_Task description:_ Every line of the entries below that mentions "this" is to be copied out.

──────── Dataset excerpts

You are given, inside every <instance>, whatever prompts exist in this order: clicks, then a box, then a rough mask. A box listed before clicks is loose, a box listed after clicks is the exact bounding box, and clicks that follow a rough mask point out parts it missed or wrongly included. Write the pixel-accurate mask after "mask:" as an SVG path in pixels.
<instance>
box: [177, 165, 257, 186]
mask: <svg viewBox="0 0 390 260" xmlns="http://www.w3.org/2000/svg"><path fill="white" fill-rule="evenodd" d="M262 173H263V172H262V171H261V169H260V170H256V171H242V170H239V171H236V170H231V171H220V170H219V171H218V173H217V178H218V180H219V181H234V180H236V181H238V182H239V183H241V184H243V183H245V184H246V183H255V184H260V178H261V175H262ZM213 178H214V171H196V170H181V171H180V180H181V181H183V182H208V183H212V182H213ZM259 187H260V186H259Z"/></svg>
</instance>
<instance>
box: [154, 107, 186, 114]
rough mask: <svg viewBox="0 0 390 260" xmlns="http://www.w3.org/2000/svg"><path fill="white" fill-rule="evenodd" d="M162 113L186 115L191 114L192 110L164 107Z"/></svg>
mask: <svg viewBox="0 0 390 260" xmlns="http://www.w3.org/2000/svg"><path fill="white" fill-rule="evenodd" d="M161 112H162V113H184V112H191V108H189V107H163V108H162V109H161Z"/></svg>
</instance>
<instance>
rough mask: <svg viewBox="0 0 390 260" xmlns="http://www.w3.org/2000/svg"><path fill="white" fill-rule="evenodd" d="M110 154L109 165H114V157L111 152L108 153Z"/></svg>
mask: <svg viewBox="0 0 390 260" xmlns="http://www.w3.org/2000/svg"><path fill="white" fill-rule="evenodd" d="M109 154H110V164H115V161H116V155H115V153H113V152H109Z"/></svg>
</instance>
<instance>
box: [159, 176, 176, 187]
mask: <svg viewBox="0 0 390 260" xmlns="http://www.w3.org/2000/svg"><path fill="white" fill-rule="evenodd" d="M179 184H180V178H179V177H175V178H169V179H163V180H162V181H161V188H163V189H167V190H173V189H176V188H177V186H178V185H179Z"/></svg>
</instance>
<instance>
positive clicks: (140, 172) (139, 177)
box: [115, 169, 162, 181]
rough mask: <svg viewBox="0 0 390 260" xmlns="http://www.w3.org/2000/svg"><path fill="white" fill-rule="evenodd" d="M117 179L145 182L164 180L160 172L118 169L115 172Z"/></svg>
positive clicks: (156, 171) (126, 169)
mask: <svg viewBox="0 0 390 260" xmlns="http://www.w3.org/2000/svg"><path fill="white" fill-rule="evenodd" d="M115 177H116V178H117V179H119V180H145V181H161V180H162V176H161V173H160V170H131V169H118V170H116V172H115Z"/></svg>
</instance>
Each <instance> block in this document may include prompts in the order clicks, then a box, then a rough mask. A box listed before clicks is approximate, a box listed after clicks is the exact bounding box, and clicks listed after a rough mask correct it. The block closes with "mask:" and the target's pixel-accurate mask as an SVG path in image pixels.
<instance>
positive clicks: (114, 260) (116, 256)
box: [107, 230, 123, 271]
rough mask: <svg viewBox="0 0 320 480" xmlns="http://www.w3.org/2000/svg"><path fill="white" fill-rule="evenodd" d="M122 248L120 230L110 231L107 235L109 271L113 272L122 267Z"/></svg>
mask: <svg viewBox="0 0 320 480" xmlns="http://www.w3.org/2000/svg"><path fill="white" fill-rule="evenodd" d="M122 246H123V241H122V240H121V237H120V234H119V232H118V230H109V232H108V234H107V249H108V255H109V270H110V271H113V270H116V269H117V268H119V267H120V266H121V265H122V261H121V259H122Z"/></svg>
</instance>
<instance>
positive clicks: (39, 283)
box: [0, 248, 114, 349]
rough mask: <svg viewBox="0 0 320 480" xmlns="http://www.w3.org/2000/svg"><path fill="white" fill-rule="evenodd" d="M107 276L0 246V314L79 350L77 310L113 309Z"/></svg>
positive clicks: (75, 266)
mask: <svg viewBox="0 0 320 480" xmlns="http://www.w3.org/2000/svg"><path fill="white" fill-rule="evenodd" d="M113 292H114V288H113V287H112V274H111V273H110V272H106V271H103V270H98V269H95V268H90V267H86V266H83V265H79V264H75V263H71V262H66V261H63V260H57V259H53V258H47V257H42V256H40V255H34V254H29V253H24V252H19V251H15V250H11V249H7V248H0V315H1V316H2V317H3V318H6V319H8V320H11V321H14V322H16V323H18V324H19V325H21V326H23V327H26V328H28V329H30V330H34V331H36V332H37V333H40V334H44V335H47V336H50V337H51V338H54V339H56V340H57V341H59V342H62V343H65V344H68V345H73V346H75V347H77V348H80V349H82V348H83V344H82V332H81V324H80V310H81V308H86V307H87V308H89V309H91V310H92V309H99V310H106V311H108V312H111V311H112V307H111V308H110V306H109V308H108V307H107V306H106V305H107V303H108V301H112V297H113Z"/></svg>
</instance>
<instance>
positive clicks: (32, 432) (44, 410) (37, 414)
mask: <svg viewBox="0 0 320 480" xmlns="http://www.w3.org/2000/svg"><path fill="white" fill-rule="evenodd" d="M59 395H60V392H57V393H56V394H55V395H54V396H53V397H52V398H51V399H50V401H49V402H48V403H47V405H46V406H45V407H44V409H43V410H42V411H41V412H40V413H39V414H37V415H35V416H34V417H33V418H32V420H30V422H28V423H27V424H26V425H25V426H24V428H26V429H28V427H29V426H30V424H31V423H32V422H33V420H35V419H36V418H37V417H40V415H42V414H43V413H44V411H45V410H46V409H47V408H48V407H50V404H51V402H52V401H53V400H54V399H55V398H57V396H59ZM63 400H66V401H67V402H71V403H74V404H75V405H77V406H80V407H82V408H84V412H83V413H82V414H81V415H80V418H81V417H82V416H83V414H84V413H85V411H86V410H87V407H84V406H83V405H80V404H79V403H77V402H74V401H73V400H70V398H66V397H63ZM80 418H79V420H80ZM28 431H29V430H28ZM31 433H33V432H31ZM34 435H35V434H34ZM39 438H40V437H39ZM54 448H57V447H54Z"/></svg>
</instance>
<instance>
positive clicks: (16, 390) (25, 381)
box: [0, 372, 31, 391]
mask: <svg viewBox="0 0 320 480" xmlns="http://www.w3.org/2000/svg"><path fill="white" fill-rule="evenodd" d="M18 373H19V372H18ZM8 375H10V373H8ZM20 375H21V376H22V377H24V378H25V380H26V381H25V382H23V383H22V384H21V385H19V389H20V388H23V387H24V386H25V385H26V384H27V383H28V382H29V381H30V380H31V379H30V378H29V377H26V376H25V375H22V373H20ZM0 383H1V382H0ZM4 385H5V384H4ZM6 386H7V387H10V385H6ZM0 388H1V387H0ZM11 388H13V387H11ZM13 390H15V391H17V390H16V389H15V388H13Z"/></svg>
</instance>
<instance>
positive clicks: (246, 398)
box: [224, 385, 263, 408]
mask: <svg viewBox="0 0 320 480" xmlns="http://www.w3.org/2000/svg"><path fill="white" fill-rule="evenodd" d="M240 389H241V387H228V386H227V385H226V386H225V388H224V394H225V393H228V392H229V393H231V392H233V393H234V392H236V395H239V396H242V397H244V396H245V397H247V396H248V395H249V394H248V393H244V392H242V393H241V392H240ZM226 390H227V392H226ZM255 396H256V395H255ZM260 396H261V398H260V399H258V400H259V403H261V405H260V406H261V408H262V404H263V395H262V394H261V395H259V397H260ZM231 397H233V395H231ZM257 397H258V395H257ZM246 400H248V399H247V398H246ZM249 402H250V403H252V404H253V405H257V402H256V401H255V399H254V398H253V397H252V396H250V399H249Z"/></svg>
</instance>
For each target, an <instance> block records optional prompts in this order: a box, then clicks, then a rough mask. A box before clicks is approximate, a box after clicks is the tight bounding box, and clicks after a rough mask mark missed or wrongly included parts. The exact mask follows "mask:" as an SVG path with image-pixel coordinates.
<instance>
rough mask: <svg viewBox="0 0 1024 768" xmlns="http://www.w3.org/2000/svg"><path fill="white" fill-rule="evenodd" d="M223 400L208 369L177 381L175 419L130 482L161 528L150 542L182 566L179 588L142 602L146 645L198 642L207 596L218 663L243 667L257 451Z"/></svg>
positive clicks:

────────────────

_Answer to the problem:_
You are given, inside every <instance>, whatever prompts exist in this order: clicks, then a box, then a rough mask. A box listed before clicks is loose, a box listed after clicks is the exact bounding box, and clicks that follow a rough mask point out parts it missed or wrongly included. Write the pixel-accurate mask after "mask:" as an SVG path in pixels.
Each <instance> block in this document may include prompts in the order clicks, then a box, then a rough mask. A box listed before clicks is approximate, a box listed after clicks is the exact bounding box, and clicks listed after a rough mask correct it. The block closes with "mask:" and the target's pixel-accurate mask as an SVG path in image pixels.
For each target, an <instance> block records optional prompts in this order: a box, then clicks, then a rough mask. A box before clicks is approximate, a box after clicks is the tight bounding box, and clicks after a rough mask mark missed or wrongly included parts. The exact mask follows "mask:" as an SVG path with image-pixel coordinates.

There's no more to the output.